* _Work item_:
Wherever a picture appears in the listing, leave it out, and copy the rest exactly.

--- Dataset excerpts Enclosed Below ---

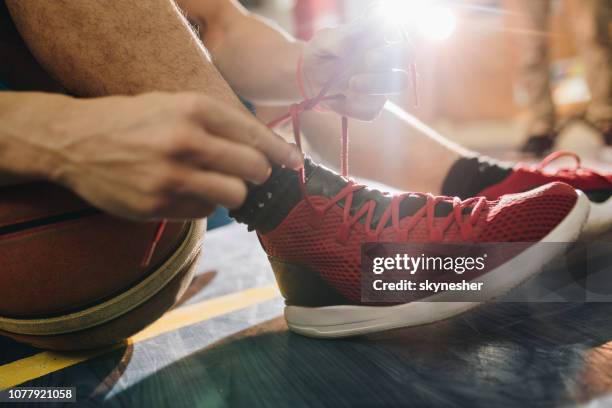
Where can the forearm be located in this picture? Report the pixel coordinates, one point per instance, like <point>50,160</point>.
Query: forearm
<point>98,47</point>
<point>257,58</point>
<point>28,141</point>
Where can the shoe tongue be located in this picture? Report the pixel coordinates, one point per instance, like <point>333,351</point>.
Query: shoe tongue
<point>323,182</point>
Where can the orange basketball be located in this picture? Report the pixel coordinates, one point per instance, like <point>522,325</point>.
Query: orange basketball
<point>71,276</point>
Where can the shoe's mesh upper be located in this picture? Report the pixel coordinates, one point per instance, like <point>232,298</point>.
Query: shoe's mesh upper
<point>526,217</point>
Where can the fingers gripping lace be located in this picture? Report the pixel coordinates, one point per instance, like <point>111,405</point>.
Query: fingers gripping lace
<point>392,212</point>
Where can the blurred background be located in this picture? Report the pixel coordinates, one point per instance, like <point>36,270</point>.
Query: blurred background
<point>469,54</point>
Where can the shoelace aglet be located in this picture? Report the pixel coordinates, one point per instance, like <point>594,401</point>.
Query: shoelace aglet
<point>414,83</point>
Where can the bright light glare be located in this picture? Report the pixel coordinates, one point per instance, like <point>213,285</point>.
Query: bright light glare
<point>438,23</point>
<point>433,21</point>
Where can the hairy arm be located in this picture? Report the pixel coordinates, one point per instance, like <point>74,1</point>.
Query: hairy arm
<point>102,47</point>
<point>255,56</point>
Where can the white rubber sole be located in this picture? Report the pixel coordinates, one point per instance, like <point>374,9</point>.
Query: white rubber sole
<point>600,219</point>
<point>350,320</point>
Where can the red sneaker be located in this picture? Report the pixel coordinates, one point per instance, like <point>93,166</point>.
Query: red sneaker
<point>314,243</point>
<point>313,236</point>
<point>596,186</point>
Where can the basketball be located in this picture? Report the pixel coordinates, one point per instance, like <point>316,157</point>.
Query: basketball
<point>72,276</point>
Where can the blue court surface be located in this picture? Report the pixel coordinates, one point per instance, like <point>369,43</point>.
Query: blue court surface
<point>227,345</point>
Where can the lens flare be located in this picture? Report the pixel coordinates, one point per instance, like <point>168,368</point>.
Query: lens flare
<point>433,21</point>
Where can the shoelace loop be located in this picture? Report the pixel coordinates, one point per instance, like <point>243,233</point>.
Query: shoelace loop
<point>392,212</point>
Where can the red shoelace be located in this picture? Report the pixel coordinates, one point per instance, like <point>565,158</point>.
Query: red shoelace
<point>392,212</point>
<point>368,209</point>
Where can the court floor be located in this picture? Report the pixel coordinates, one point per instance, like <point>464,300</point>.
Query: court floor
<point>228,346</point>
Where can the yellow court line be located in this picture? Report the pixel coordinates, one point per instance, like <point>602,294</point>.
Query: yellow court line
<point>47,362</point>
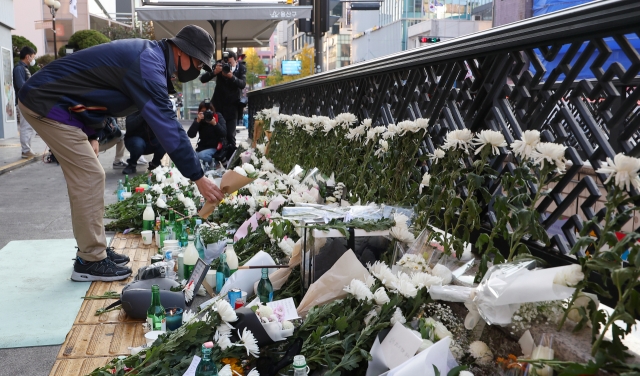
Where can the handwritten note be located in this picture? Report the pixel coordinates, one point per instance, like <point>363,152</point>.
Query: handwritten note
<point>191,371</point>
<point>399,345</point>
<point>288,307</point>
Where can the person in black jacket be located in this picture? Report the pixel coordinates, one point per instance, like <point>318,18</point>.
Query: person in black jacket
<point>140,140</point>
<point>212,133</point>
<point>226,97</point>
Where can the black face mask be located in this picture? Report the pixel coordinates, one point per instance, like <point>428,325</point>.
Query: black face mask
<point>188,75</point>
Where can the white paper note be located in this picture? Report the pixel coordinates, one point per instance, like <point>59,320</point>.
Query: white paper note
<point>288,306</point>
<point>399,345</point>
<point>191,371</point>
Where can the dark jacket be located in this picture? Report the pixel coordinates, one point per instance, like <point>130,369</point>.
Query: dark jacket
<point>209,135</point>
<point>138,127</point>
<point>21,74</point>
<point>228,90</point>
<point>113,80</point>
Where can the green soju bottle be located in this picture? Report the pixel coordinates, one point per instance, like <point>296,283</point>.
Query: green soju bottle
<point>222,273</point>
<point>162,233</point>
<point>184,234</point>
<point>156,317</point>
<point>206,367</point>
<point>265,288</point>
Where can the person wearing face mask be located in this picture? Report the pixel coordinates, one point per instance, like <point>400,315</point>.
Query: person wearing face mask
<point>21,74</point>
<point>68,101</point>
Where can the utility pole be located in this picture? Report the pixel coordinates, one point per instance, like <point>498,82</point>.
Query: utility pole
<point>317,33</point>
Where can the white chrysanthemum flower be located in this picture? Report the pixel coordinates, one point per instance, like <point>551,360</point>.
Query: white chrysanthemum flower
<point>481,352</point>
<point>380,296</point>
<point>523,148</point>
<point>488,137</point>
<point>398,317</point>
<point>443,273</point>
<point>384,147</point>
<point>226,312</point>
<point>437,155</point>
<point>405,288</point>
<point>551,153</point>
<point>369,280</point>
<point>623,169</point>
<point>381,271</point>
<point>425,280</point>
<point>569,275</point>
<point>367,319</point>
<point>441,331</point>
<point>160,203</point>
<point>240,171</point>
<point>249,168</point>
<point>402,233</point>
<point>359,290</point>
<point>458,139</point>
<point>249,342</point>
<point>425,345</point>
<point>426,178</point>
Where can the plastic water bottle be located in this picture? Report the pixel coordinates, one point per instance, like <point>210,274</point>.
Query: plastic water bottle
<point>148,217</point>
<point>300,366</point>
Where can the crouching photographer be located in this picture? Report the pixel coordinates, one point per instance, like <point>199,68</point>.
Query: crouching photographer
<point>211,129</point>
<point>230,78</point>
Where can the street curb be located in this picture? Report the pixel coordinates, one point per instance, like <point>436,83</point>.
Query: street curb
<point>18,164</point>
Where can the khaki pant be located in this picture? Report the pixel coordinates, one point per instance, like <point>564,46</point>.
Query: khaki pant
<point>85,181</point>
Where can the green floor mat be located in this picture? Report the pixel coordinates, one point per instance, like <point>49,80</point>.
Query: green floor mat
<point>39,302</point>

--- End of Enclosed Dataset excerpts ---

* _Completed exercise_:
Where can the forearm be located in this picture? Report the pixel coordinates, one point per instance, like <point>50,160</point>.
Query: forearm
<point>98,47</point>
<point>257,58</point>
<point>28,141</point>
Where can the shoe tongue be located in this picture? Report the pixel coordinates, one point per instance, like <point>333,351</point>.
Query: shoe tongue
<point>323,182</point>
Where can the orange basketball be located in this picture? Report the pixel coordinates, one point per instance, like <point>522,325</point>.
Query: orange basketball
<point>71,276</point>
Where can the shoe's mesh upper be located in this picture? Report the pixel coordinates, one point per instance, like <point>232,298</point>.
Query: shoe's mesh upper
<point>526,217</point>
Where can the fingers gripping lace be located in this picture? Report the pixel coordinates, one point per instance, like <point>111,405</point>.
Query: fingers gripping lace
<point>392,212</point>
Where can the blurred background be located in this picture? Report the pixel coordinates, one point per instance, like <point>36,270</point>.
Query: blurred background
<point>469,54</point>
Where can the shoelace aglet be located in this picture? Report the pixel coordinates, one point per instance, like <point>594,401</point>.
Query: shoelace aglet
<point>414,83</point>
Where can the bright light glare be located in this picture? Report the pixel coordinates, one point per instance, like <point>213,285</point>.
Query: bright light glare
<point>438,23</point>
<point>433,21</point>
Where can the hairy arm be located in this picture? Report the pixel coordinates, one point per instance, like <point>74,1</point>.
Query: hairy arm
<point>102,47</point>
<point>255,56</point>
Where can the white rubber sole be located in this picture? Report the pixel coordinates, one point per instance, like <point>374,9</point>.
Query: white rubber sole
<point>600,219</point>
<point>350,320</point>
Where can the red sneaker be located in this picture? Report the pixel coordinates, one point per instance, like <point>93,166</point>.
Query: red sneaker
<point>314,243</point>
<point>313,236</point>
<point>596,186</point>
Where can the basketball be located in this picture? Report the pixel coordinates, one point per instance, like <point>316,157</point>.
Query: basketball
<point>72,276</point>
Where can the blue court surface be located in this picture? Report the pixel coordinates, one point per instance, like <point>369,43</point>.
Query: blue court surface
<point>227,345</point>
Where can the lens flare be located in this picture? Report the pixel coordinates, one point per instance, like <point>168,368</point>.
Query: lens flare
<point>433,21</point>
Where can the shoelace loop be located in this picture? Report the pixel coordinates, one point per instance, like <point>243,233</point>.
Query: shoelace loop
<point>392,212</point>
Where can the red shoelace be located in this picture? Report the pixel coordinates, one point per instance, like <point>565,158</point>.
Query: red shoelace
<point>392,212</point>
<point>368,209</point>
Where can the court floor be located in this picture? Report the pixel coordinates, one point per instance, like <point>464,300</point>.
Query: court floor
<point>228,346</point>
Where can the yellow court line be located in this picture? Report the pixel coordinates, one point per instance, like <point>602,294</point>.
Query: yellow court line
<point>47,362</point>
Where can the handwritten note be located in this picture? Report the pixel coordinates, one point per instance, like <point>363,152</point>.
Query: handwritten note
<point>191,371</point>
<point>399,345</point>
<point>288,307</point>
Where can the person in black jacket be located in this picture? Report the pixel coordinates, one point per instance, like <point>318,18</point>.
Query: person in black jacket
<point>140,140</point>
<point>212,133</point>
<point>226,97</point>
Where can the black face mask be located in this picture? Report the pixel coordinates, one point per instance, like <point>428,325</point>.
Query: black face mask
<point>188,75</point>
Where can the white paper note be located in this picture? Report the pixel coordinates, one point per instance, like <point>59,320</point>.
Query: white paper note
<point>288,306</point>
<point>399,345</point>
<point>191,371</point>
Where can the dark jacket be located in this picture? Report the pixel coordinates, one point per instance, like <point>130,369</point>.
Query: dark jacket
<point>209,135</point>
<point>138,127</point>
<point>21,74</point>
<point>228,90</point>
<point>113,80</point>
Where can the green soju bottle be located in this picture? Report the pixel coordinates, one point per instance, like <point>296,283</point>.
Query: green soju bottle
<point>222,273</point>
<point>162,233</point>
<point>184,234</point>
<point>156,317</point>
<point>206,367</point>
<point>265,288</point>
Where can the person wearing face mask be located in this picture? Report the pixel coordinates, one point per instance, like <point>400,315</point>.
Query: person wearing face mask
<point>21,74</point>
<point>68,101</point>
Where can the utility pole be located in this picture? Report the pixel coordinates, one point per instance, like <point>498,82</point>.
Query: utility pole
<point>317,33</point>
Where can the white chrysanthemum flower be located in this picture? Report the pixel coordinates, one point per instance, like <point>551,360</point>.
Query: white chrysanthemum flower
<point>481,352</point>
<point>380,296</point>
<point>523,148</point>
<point>488,137</point>
<point>398,317</point>
<point>443,273</point>
<point>384,147</point>
<point>226,312</point>
<point>437,155</point>
<point>405,288</point>
<point>551,153</point>
<point>369,280</point>
<point>623,169</point>
<point>381,271</point>
<point>425,280</point>
<point>569,275</point>
<point>367,319</point>
<point>441,331</point>
<point>160,203</point>
<point>240,171</point>
<point>249,168</point>
<point>402,233</point>
<point>359,290</point>
<point>458,139</point>
<point>249,342</point>
<point>425,345</point>
<point>426,178</point>
Where can the plastic water bottle be located in this picture? Report the pixel coordinates, one point per instance, like <point>210,274</point>.
Query: plastic water bottle
<point>148,217</point>
<point>300,366</point>
Where can the crouching photographer be located in this picture? Report the pixel coordinates, one point per instance, like <point>199,68</point>.
Query: crouching photographer
<point>211,129</point>
<point>230,78</point>
Where can the street curb be located in this picture? Report the pixel coordinates, one point per instance, like <point>436,83</point>.
Query: street curb
<point>18,164</point>
Where can the khaki pant be located in this picture? Report the pixel coordinates, one point per instance, like <point>564,46</point>.
Query: khaki pant
<point>85,181</point>
Where can the green floor mat be located in this picture? Report the pixel coordinates, one point per instance, like <point>49,80</point>.
Query: green floor mat
<point>39,302</point>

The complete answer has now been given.